You’d think Arsène Wenger would be the sort of manager a bureaucrat would like. At Arsenal, he’s been a model of steady competence, careful planning, and the refusal to spend £28 million on Juan-Sebastian Veron. A serious and somewhat downcast man, he’s not necessarily beloved by the yeah, but innit, like set who drink heavily before matches and then host Sky Sports roundtable shows, but I think most fans would agree that if all managers ran their clubs the way he’s run Arsenal, a lot of the problems now facing football would be, in the language of science, significantly less prone to exist.

UEFA president Michel Platini isn’t most fans, however, and he has once again ruffled the world’s feathers by launching an unprovoked broadside at the man everyone loves to admire impersonally. Bureaucrat though he may be, Platini has no time for Wenger’s scandalous moderation and prudence, and he is deeply contemptuous of Wenger’s disgraceful tendency to identify and sign good players and then win matches with them.

This time, he gave an interview to a Grenoble newspaper in which he sniped that Wenger only liked to talk “about business”; then, after the interviewer tried to steer him toward other topics, he went back to mock Wenger’s advocacy of goal-line video assistance (this in the week of the Reading ghost goal), and then back again to accuse “people like Wenger” of not wanting little clubs to beat big clubs. Whereas I’m sure that when Platini played for Juventus he was keen to roll over for any plucky upstart in sight.

You don’t need me to stress the absurdity of any of this. What interests me is why Platini seems so obsessed with Wenger in the first place. This isn’t the first time he’s been weirdly driven to needle him in public, and apart from being generally inscrutable, his repeated attacks have had a bitter, sarcastic, personal tone better suited to old Behind the Music episodes or the memoirs of ex-White House staff. It’s odd enough for the president of a continental confederation to lash out publicly at a club manager, and there’s a kind of dizzy self-surrender in the way Platini does it that suggests he just can’t help himself.

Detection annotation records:
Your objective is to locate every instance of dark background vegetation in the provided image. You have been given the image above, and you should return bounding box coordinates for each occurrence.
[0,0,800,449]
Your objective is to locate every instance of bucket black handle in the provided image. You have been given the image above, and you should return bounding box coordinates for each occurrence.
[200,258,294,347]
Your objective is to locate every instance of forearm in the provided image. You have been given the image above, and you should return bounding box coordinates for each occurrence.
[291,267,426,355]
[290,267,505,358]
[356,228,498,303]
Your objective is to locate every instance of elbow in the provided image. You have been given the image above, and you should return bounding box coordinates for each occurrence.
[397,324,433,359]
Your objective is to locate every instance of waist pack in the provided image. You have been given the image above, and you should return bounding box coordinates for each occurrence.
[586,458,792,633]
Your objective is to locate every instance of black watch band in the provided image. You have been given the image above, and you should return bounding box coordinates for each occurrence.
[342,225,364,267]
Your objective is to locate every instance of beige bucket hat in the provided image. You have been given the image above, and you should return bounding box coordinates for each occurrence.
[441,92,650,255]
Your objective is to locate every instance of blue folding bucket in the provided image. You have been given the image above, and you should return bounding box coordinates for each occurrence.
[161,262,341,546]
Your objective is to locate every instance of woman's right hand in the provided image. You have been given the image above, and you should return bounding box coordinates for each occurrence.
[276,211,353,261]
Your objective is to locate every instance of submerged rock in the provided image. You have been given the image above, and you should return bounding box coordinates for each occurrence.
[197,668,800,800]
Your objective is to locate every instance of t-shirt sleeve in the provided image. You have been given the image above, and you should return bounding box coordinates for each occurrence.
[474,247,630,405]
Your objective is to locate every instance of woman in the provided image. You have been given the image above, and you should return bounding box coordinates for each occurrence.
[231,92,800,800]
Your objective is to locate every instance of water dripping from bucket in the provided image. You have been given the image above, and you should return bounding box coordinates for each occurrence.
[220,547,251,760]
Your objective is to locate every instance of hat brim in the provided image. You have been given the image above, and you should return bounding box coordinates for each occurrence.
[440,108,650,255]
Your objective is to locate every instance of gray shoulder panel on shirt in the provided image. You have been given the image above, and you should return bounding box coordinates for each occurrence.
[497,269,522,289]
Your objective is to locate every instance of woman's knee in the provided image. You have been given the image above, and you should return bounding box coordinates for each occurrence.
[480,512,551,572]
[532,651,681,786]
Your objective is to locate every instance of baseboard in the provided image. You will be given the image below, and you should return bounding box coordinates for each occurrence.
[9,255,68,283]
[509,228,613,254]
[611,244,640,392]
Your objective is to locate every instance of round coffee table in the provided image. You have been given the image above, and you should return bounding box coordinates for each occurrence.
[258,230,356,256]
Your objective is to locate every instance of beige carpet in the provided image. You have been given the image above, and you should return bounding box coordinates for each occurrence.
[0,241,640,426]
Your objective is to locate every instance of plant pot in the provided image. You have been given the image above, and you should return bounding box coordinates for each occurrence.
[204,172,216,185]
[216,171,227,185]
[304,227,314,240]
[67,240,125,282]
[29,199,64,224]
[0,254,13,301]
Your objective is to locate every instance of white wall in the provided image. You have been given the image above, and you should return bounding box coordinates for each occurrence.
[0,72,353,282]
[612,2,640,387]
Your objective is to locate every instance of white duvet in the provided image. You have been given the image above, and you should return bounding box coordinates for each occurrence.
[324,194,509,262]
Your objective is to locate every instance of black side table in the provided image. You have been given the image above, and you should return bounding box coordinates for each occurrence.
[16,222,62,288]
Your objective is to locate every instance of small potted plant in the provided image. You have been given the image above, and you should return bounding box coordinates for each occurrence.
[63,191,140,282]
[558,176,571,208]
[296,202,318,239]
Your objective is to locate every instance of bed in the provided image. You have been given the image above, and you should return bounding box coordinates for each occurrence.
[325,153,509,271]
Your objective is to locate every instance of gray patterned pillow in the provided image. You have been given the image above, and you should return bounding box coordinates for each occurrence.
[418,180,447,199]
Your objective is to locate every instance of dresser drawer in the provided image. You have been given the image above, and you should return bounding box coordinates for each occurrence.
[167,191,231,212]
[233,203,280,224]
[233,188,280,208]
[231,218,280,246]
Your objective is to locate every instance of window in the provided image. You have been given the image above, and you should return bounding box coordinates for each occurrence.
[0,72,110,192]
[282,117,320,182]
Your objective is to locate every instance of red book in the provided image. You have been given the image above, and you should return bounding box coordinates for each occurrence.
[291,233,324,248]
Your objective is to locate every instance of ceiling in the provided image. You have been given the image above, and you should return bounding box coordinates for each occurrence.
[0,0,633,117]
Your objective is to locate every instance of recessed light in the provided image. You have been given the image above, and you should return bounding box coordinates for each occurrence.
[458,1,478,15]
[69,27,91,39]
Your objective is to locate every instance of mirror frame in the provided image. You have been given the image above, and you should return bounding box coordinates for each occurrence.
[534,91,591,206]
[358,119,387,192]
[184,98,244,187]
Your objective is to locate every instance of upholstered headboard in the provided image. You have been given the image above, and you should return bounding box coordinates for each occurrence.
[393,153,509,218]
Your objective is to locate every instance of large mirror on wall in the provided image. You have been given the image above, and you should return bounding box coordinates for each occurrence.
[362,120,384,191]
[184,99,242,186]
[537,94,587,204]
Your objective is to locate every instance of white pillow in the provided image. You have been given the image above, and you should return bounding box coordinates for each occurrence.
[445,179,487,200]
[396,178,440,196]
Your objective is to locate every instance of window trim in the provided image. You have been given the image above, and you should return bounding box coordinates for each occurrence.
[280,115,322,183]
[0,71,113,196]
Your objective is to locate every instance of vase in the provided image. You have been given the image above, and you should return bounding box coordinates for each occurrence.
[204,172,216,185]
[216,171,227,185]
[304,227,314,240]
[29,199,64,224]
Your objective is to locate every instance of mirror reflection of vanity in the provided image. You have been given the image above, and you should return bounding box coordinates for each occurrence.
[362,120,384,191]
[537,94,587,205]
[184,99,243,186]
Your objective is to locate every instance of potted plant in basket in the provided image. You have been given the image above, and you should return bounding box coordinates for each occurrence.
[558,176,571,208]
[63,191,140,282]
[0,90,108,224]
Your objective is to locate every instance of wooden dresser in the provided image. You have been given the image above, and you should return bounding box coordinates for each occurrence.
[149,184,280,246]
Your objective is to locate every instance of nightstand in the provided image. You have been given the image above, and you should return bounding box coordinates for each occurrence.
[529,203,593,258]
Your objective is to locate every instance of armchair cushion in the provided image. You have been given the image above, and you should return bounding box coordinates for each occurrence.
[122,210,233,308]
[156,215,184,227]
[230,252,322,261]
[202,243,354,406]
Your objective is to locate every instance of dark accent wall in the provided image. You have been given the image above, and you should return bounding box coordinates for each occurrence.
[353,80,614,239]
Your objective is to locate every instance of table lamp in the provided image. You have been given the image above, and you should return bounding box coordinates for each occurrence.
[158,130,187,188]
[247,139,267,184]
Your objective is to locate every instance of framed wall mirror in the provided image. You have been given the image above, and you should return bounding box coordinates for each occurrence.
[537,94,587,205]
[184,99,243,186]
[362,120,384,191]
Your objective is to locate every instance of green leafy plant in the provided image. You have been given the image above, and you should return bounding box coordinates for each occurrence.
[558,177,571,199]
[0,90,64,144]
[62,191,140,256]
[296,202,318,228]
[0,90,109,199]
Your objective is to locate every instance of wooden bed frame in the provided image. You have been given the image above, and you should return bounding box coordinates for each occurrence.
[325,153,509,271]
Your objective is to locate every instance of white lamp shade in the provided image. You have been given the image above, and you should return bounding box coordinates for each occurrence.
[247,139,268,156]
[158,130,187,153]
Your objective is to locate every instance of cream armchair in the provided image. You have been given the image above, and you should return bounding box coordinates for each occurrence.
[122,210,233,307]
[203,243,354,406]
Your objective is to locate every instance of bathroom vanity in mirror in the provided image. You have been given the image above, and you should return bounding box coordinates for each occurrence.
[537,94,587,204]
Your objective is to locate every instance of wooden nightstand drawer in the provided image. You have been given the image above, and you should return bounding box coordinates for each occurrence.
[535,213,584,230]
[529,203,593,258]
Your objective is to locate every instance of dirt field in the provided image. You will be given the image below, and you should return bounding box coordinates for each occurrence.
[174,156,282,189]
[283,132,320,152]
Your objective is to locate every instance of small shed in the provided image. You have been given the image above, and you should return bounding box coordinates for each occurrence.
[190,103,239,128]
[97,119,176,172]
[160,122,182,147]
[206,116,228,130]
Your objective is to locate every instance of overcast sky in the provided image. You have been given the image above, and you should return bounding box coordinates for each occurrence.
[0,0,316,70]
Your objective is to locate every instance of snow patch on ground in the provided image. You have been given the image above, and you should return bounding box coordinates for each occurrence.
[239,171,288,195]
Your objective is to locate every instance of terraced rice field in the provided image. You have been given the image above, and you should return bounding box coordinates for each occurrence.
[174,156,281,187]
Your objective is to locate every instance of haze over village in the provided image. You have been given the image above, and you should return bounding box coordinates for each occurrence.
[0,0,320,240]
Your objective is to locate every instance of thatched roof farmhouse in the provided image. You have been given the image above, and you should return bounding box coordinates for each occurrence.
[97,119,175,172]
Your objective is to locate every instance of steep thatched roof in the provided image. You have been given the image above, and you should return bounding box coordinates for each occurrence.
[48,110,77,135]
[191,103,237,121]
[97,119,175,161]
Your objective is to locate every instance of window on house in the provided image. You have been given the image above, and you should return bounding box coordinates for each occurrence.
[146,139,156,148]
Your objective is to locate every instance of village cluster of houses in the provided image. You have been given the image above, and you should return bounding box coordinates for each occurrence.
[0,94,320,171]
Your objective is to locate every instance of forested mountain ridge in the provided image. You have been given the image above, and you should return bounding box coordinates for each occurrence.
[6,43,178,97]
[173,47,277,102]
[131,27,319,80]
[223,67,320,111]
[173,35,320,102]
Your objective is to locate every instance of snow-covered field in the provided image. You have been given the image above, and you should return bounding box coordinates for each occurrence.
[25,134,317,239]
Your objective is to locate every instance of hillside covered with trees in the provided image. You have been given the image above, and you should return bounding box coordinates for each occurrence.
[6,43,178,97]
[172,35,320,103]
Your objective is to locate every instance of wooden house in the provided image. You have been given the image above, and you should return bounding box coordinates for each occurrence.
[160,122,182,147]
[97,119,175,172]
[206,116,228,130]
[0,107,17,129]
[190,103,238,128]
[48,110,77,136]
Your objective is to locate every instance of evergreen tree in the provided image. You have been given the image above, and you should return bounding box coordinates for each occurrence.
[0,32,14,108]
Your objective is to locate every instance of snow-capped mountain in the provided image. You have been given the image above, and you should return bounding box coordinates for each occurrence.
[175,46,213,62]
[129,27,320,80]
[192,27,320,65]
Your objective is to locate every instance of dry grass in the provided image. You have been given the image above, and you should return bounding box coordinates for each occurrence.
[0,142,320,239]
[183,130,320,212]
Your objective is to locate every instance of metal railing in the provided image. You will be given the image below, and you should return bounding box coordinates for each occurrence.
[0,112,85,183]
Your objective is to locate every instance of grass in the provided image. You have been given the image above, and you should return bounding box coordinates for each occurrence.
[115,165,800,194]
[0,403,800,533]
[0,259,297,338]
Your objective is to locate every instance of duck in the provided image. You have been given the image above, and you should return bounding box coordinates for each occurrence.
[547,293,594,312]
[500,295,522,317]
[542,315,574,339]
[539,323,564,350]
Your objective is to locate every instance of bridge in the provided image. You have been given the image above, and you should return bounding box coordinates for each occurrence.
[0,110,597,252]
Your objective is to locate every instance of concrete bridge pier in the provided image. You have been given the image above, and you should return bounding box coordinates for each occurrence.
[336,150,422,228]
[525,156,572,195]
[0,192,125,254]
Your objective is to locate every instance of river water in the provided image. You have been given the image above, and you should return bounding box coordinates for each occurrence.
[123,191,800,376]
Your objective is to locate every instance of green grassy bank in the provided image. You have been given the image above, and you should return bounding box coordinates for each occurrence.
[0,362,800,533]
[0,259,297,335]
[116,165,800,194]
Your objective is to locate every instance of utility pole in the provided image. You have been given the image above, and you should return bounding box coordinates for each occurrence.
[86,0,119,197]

Brief A
In the piece on Platini and Wenger, how much money did Wenger refuse to spend on Juan-Sebastian Veron?
Brief B
Repeat the piece on Platini and Wenger from "You’d think Arsène" up to and including "prone to exist.".
Brief C
Write the next part of the piece on Platini and Wenger, picking up after its final sentence.

Expected answer A
£28 million

Expected answer B
You’d think Arsène Wenger would be the sort of manager a bureaucrat would like. At Arsenal, he’s been a model of steady competence, careful planning, and the refusal to spend £28 million on Juan-Sebastian Veron. A serious and somewhat downcast man, he’s not necessarily beloved by the yeah, but innit, like set who drink heavily before matches and then host Sky Sports roundtable shows, but I think most fans would agree that if all managers ran their clubs the way he’s run Arsenal, a lot of the problems now facing football would be, in the language of science, significantly less prone to exist.

Expected answer C
The simple reason, I think, is that Platini, when it comes to football, is a nationalist. The Gallic chill first seemed to seize the plains a couple of months after he ascended to UEFA’s high chair, when Wenger gave an interview in which he blamed Thierry Henry’s nagging injury problems on his misuse by the French national team. Platini’s ensuing outrage seemed to have nothing to do with his role in UEFA and everything to do with his role as a former mainstay for France. Since then, he’s only become more strident in his advocacy of structural interventions to preserve the national character of club teams: the 6+5 rule, for instance, which holds that 11 is only 11 if a majority of its integers can order in local restraunts. You could glimpse the tentacles of this ideal waving out from behind his deranged support for Real Madrid’s illegal pursuit of Cristiano Ronaldo last summer: moving to Spain would have brought Ronaldo closer to his cultural roots, so God’s will be done.

Wenger, by contrast, is one of football’s purest cosmopolitans, who, while paying lip service to the importance of English clubs developing English players, ultimately wants to field the best players he can, even if none of them speak the same language. Unless their passports can deliver a lethal cross into the box, he doesn’t care about their passports. No one has been more adept at discovering hidden gems among Azerbaijani 14-year-olds than the man who gave Arsenal its first starting eleven bereft of a single Englishman, and Platini seems to loathe him for flaunting it. On some level Platini must know that football has bigger problems than the ones he thinks Wenger represents, but the Wenger problems are the ones he’s made his own and the ones, for whatever reason, that he suffers over. It’s still odd that he’s found the time to attack Wenger but not to say the words “Abu Dhabi,” but the heart wants what it wants. Or doesn’t, in this case, what it doesn’t.

I wonder, too, if Platini doesn’t feel that there’s something obscene about Wenger’s being in England in the first place. His obvious grudge against English football generally and the dominance of the Premier League in particular seems to dovetail neatly with the sorts of prejudices a self-identifying French patriot would be statistically likely to display, and he’s been somewhat prickly over the subject of his own Italian ancestry in the past. Could there be some roundabout compensation at work? Or is Wenger’s vision of borderless meritocracy simply an unbearable threat to his tenuous platform of populist left-wing ethno-conservativism? I’ll start working on my psychology degree; you let me know in the comments.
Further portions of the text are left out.